> READING TEXT
++++++

The complement of a graph $G=(V,E)$ is a graph $\bar{G}=(V,\bar{E})$ such that $(u,v)\in\bar{E}$ iff $(u,v)\not\in E$.

A tree is an acyclic, connected graph.

A tree is minimally connected since every edge is a bridge.

A forest is an acyclic graph.

A bipartite graph is a graph $G = (V_1\cup V_2,E)$ where all the edges are of the form $(u,v)$ with $u\in V_1$ and $v\in V_2$.

In [103]:

figsize(8,8)
G = nx.complete_bipartite_graph(5,3)
nx.draw_circular(G)

(cliques)

A clique is a maximally connected subgraph.

A maximal clique is a clique that is not a subgraph of a larger clique.

A maximum clique is the largest clique in a graph.

Finding a maximum clique is NP-hard.

An independent set is a clique in the complement of a graph.

In [58]:

G = nx.erdos_renyi_graph(20,0.4)
mc = nx.graph_clique_number(G)
print mc

In [59]:

for C in nx.find_cliques(G):
    if len(C)==mc: break
print C
C = G.subgraph(C)

++++++

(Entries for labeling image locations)
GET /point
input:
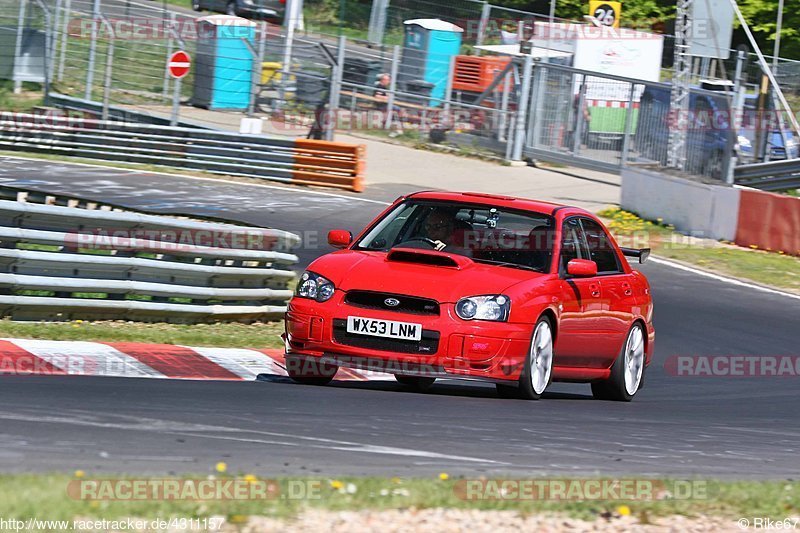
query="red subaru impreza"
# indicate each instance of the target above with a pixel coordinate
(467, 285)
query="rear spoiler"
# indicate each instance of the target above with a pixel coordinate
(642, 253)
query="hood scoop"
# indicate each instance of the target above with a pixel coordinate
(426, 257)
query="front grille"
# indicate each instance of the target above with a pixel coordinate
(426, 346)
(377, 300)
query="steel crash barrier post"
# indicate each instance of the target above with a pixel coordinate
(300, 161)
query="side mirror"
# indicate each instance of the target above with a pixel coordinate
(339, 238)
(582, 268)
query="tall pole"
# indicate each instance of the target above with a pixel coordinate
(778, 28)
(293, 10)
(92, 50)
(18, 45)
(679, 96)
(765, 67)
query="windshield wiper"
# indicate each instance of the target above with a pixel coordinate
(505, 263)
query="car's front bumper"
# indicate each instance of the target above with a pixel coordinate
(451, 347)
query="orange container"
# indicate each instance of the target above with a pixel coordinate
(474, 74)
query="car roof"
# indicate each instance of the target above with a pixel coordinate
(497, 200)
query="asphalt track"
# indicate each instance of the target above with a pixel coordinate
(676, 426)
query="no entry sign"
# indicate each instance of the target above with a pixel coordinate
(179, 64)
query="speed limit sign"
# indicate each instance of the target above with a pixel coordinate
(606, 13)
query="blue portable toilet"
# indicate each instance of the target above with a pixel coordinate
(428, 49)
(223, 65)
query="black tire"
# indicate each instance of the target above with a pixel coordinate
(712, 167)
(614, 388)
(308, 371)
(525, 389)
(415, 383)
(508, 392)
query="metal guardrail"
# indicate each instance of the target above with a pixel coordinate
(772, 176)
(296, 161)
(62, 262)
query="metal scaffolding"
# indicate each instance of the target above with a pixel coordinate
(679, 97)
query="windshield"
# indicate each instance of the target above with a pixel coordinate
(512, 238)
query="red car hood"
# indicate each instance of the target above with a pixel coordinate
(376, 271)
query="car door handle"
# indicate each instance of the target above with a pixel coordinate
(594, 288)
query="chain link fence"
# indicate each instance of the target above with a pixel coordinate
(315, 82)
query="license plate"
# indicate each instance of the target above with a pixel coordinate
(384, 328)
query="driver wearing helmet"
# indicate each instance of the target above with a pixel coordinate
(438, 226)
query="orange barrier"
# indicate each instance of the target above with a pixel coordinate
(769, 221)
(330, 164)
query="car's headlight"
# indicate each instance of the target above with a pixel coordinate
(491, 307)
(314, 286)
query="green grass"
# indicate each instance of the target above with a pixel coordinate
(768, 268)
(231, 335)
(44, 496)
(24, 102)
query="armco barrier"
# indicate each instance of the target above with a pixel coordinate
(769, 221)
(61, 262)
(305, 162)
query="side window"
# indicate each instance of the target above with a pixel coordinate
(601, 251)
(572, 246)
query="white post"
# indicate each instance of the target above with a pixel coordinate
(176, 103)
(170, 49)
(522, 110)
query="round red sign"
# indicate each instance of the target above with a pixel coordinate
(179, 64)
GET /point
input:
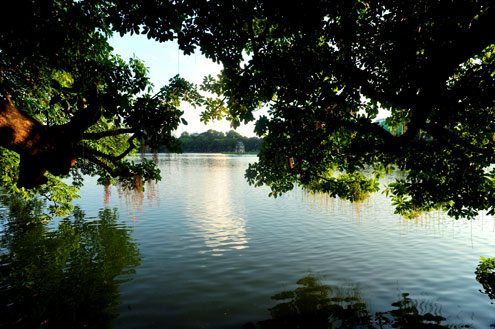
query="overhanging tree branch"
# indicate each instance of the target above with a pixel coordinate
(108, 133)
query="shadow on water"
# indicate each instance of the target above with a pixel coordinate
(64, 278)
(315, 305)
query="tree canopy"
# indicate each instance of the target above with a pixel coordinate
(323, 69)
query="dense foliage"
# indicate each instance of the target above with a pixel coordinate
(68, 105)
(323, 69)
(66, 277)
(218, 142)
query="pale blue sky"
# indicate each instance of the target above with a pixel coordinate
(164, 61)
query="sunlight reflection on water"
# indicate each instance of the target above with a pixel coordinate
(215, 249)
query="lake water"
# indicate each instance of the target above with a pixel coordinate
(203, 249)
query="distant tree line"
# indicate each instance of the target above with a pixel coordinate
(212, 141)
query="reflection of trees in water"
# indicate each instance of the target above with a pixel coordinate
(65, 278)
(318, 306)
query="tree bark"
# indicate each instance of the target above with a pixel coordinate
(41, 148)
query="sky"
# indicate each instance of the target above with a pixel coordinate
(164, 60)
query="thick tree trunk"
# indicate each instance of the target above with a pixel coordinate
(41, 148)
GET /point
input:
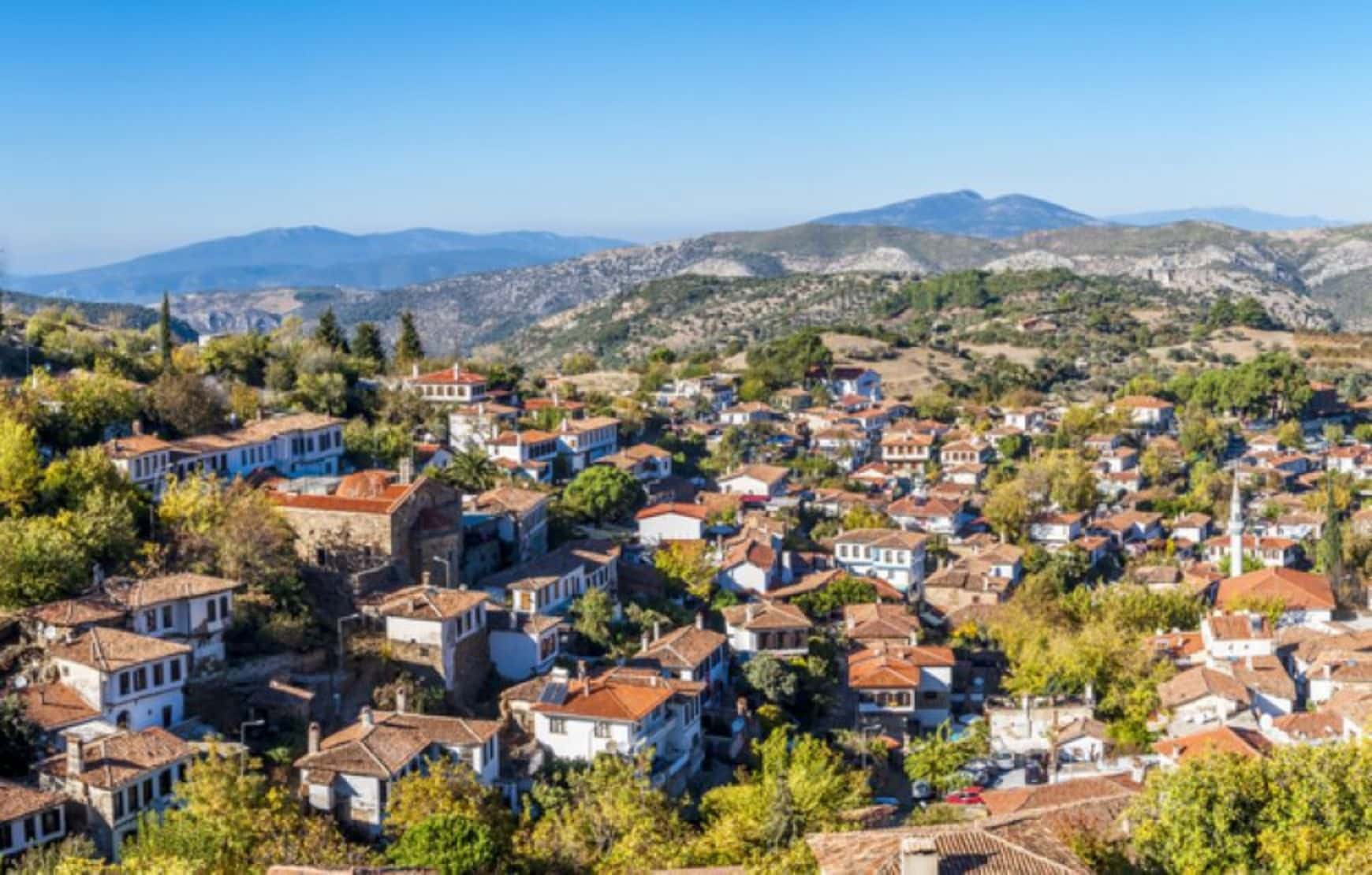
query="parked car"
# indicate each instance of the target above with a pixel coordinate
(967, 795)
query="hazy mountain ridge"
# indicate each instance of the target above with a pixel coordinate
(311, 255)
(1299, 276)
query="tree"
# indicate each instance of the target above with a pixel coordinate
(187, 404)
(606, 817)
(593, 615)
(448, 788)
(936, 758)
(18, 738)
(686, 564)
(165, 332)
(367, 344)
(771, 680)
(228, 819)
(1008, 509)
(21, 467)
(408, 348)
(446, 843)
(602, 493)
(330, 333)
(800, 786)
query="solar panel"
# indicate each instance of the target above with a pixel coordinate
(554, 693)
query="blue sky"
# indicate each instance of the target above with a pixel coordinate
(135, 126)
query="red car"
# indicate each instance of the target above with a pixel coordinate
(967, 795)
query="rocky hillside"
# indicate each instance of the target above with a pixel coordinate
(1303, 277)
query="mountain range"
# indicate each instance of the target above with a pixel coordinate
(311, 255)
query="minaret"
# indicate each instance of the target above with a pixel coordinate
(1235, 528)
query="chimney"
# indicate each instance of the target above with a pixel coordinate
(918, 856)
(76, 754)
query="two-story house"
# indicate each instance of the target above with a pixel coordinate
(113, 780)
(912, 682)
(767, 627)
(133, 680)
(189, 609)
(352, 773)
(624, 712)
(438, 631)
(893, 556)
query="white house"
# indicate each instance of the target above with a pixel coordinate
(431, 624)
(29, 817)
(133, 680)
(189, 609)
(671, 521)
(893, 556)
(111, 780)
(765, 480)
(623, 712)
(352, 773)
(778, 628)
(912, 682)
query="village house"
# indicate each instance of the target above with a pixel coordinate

++++++

> EXERCISE OBJECTIVE
Reproduce the graph theory text word for word, starting at the words "A clique is" and stopping after "G = nx.erdos_renyi_graph(20,0.4)". Work from the graph theory text alone.

> TASK RESPONSE
A clique is a maximally connected subgraph.

A maximal clique is a clique that is not a subgraph of a larger clique.

A maximum clique is the largest clique in a graph.

Finding a maximum clique is NP-hard.

An independent set is a clique in the complement of a graph.

In [58]:

G = nx.erdos_renyi_graph(20,0.4)